Direction 1: Quote the passage of the Slurm job startup thread between "On Fri, Apr" and "on CentOS 7.6.", inclusive.

################

[slurm-users] job startup timeouts?

Fri Apr 26 13:24:25 UTC 2019

How large is very large?  Where is the executable being started?  In
the parallel filesystem/NFS?  If that is the case you may be able to
trim start times by using sbcast to transfer the executable (and its
dependencies if dynamically linked) into a node-local resource, such
as /tmp or /dev/shm depending on your local configuration.
----
Doug Jacobsen, Ph.D.
NERSC Computer Systems Engineer
Acting Group Lead, Computational Systems Group
National Energy Research Scientific Computing Center
dmjacobsen at lbl.gov

------------- __o
---------- _ '\<,_
----------(_)/  (_)__________________________


On Fri, Apr 26, 2019 at 5:34 AM Andy Riebs <andy.riebs at hpe.com> wrote:
>
> Hi All,
>
> We've got a very large x86_64 cluster with lots of cores on each node, and hyper-threading enabled. We're running Slurm 18.08.7 with Open MPI 4.x on CentOS 7.6.
>
> We have a job that reports
>
> srun: error: timeout waiting for task launch, started 0 of xxxxxx tasks
> srun: Job step 291963.0 aborted before step completely launched.
>
> when we try to run it at large scale. We anticipate that it could take as long as 15 minutes for the job to launch, based on our experience with smaller numbers of nodes.
>
> Is there a timeout setting that we're missing that can be changed to accommodate a lengthy startup time like this?
>
> Andy
>
> --
>
> Andy Riebs
> andy.riebs at hpe.com
> Hewlett-Packard Enterprise
> High Performance Computing Software Engineering
> +1 404 648 9024
> My opinions are not necessarily those of HPE
>     May the source be with you!

################

Direction 2: Reproduce every line of the records below, requests included, multiplying each coordinate in the answers by 0.85 and rounding to whole numbers, with halves rounded up.

################

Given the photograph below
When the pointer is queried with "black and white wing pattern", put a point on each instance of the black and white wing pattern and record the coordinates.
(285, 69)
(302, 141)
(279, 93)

################

Reply 1:
On Fri, Apr 26, 2019 at 5:34 AM Andy Riebs <andy.riebs at hpe.com> wrote:
>
> Hi All,
>
> We've got a very large x86_64 cluster with lots of cores on each node, and hyper-threading enabled. We're running Slurm 18.08.7 with Open MPI 4.x on CentOS 7.6.

Reply 2:
Given the photograph below
When the pointer is queried with "black and white wing pattern", put a point on each instance of the black and white wing pattern and record the coordinates.
(242, 59)
(257, 120)
(237, 79)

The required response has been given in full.